**Halaman:**
··········

Strukturalisme Robert Stanton Analisis Cerpen "Daulatu al-‘Ashafiir” Karya Taufik Al-Hakim
1. PENGANTAR
Karya sastra merupakan sebuah struktur yang kompleks. Struktur yang
kompleks ini terdiri dari berbagai unsur. Bagian-bagian (unsur-unsur) karyasastra itu
mempunyai makna dalam hubungannya dengan yanglain dan keseluruhannya.
Nurgiyantoro mengemukakan bahwa karya sastra adalah sebuah
totalitas yang dibangun secara koherensif oleh berbagai unsur pembangunnya.
Unsur-unsur yang terdapan dalam karya sastra terbagi menjadi unsur-unsur
ekstrinsik dan intrinsik.
Karya sastra memiliki beberapa jenis (genre). Diantara jenis
karya sastra tersebut yaitu cerita pendek (cerpen). Cerpen dalam kesusastraan
Arab dikenal dengan istilah qiṣṣah qaṣīrah. Edgar Allan mengemukakan
bahwan cerpen adalah karya sastra yang selesai dibaca dalam sekali duduk,
kira-kira berkisar antara setengah sampai dua jam. Cerita pendek dapat pula
dibagi dalam tiga kelompok, yakni cerita pendek biasa, cerita pendek yang
panjang dan cerita pendek yang pendek.
Salah satu contoh cerpen Arab adalah “Daulatu al-‘Ashafiir” karya
Taufik al-Hakim yang terdapat dalam antologi “Arini Allah”. Cerpen ini menjadi
menarik untuk dibahas karena menceritakan tentang pembelajaran yang diberikan seorang
ayah kepada anak burung akan pengalaman hidupnya menghadapi sifat manusia yang
malas nan tamak.
Sebagai bentuk karya sastra, cerpen “Daulatu al-‘Ashafiir” merupakan
sebuah struktur yang dibangun dari unsur-unsur yang saling berkaitan dan
bermakna. Oleh karena itu, untuk mengetahui unsur-unsur yang membangun dan
makna yang terkandung di dalam cerpen “Daulatu al-‘Ashafiir” digunakan
analisis struktural Robert Stanton.
2. LANDASAN TEORI
Penelitian
unsur-unsur intrinsik cerpen “Daulatu al-‘Ashafiir” ini akan menggunakan teori
analisis struktural. Teeuw mengatakan bahwa teori struktural adalah teori yang
memandang bahwa karya sastra merupakan sebuah struktur yang terdiri dari
unsur-unsur intrinsik yang masing-masing mempunyai fungsi dan saling berkaitan.
Robert Stanton
membagi unsur intrinsik karya sastra menjadi tiga bagian, yaitu fakta
cerita (fact), tema (theme) dan sarana cerita (literary
devices). Menurut Stanton, fakta cerita adalah elemen-elemen yang berfungsi
sebagai catatan kejadian imajinatif dari sebuah cerita. Fakta cerita terdiri
atas karakter (character), alur (plot), dan latar (setting).

··········

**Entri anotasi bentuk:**
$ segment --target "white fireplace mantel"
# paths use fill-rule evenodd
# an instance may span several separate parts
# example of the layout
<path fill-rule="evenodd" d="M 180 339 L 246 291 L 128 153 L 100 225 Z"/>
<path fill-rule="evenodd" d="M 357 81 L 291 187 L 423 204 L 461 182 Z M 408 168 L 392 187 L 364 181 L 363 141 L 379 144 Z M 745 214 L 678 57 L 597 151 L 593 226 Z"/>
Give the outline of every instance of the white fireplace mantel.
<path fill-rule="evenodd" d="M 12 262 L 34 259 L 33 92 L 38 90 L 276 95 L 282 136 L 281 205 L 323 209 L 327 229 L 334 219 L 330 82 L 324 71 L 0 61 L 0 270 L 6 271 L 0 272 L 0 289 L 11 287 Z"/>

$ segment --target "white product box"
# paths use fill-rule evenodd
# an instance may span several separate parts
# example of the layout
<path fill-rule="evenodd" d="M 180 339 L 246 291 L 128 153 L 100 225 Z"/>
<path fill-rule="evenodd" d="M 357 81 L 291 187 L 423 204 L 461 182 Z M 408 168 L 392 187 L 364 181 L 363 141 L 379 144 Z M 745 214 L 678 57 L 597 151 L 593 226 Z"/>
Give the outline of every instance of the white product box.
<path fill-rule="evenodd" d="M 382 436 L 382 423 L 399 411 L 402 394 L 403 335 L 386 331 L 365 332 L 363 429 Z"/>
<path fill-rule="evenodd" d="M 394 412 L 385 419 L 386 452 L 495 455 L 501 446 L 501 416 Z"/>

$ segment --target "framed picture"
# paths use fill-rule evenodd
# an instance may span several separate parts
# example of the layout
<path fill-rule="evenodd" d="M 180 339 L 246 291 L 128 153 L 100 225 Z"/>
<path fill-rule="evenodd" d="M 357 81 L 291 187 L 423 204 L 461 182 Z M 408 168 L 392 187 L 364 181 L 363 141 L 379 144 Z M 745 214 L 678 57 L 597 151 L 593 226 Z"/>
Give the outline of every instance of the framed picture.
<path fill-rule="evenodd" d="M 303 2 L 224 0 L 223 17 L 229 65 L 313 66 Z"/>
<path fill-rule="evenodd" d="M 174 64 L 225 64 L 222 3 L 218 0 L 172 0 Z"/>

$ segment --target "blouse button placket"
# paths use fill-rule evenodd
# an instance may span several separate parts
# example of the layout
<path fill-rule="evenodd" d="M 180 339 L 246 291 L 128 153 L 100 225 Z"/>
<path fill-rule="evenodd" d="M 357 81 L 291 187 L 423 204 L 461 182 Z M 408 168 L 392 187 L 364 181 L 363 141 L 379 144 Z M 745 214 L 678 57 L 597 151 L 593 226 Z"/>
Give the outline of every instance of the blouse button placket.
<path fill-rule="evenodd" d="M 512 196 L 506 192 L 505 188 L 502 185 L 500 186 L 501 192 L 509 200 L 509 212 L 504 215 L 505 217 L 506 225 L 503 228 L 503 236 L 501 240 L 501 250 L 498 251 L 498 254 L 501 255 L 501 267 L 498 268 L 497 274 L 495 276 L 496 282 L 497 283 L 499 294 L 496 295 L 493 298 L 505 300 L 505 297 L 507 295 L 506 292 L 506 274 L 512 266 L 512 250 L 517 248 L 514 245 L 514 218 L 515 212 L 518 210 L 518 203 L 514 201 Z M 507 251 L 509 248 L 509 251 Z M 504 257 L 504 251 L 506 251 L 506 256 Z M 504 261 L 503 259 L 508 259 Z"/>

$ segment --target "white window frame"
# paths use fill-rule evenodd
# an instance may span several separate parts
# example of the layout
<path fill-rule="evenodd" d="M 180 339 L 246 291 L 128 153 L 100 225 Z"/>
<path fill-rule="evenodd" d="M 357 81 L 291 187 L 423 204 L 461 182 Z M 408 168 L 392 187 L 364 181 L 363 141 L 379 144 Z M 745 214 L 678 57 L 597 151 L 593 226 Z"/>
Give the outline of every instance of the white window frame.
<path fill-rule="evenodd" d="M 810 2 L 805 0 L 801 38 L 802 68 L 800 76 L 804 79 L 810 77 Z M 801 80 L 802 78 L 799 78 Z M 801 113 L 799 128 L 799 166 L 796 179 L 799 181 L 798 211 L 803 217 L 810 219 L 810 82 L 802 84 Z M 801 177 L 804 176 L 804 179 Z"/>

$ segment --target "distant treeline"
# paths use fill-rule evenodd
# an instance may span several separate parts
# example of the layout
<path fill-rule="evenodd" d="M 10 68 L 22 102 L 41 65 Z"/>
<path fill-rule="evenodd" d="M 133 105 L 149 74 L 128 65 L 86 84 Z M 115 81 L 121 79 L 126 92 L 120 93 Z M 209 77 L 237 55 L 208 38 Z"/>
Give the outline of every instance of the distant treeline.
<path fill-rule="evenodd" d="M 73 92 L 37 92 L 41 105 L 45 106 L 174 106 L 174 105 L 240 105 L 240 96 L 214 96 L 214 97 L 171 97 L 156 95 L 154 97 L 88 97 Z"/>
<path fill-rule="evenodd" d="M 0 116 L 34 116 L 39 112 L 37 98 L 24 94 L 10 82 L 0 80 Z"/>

··········

**Daftar Tugas:**
1. Menurut halaman tentang cerpen "Daulatu al-‘Ashafiir", cerpen itu terdapat dalam antologi apa?
2. Perbarui bagian halaman yang dimulai pada kata-kata "Strukturalisme Robert Stanton" dan berhenti setelah "ekstrinsik dan intrinsik.", dengan mengganti "totalitas" menjadi "kesatuan".

**Jawaban per Tugas:**
1. Cerpen itu terdapat dalam antologi "Arini Allah".

2.
Strukturalisme Robert Stanton Analisis Cerpen "Daulatu al-‘Ashafiir” Karya Taufik Al-Hakim
1. PENGANTAR
Karya sastra merupakan sebuah struktur yang kompleks. Struktur yang
kompleks ini terdiri dari berbagai unsur. Bagian-bagian (unsur-unsur) karyasastra itu
mempunyai makna dalam hubungannya dengan yanglain dan keseluruhannya.
Nurgiyantoro mengemukakan bahwa karya sastra adalah sebuah
kesatuan yang dibangun secara koherensif oleh berbagai unsur pembangunnya.
Unsur-unsur yang terdapan dalam karya sastra terbagi menjadi unsur-unsur
ekstrinsik dan intrinsik.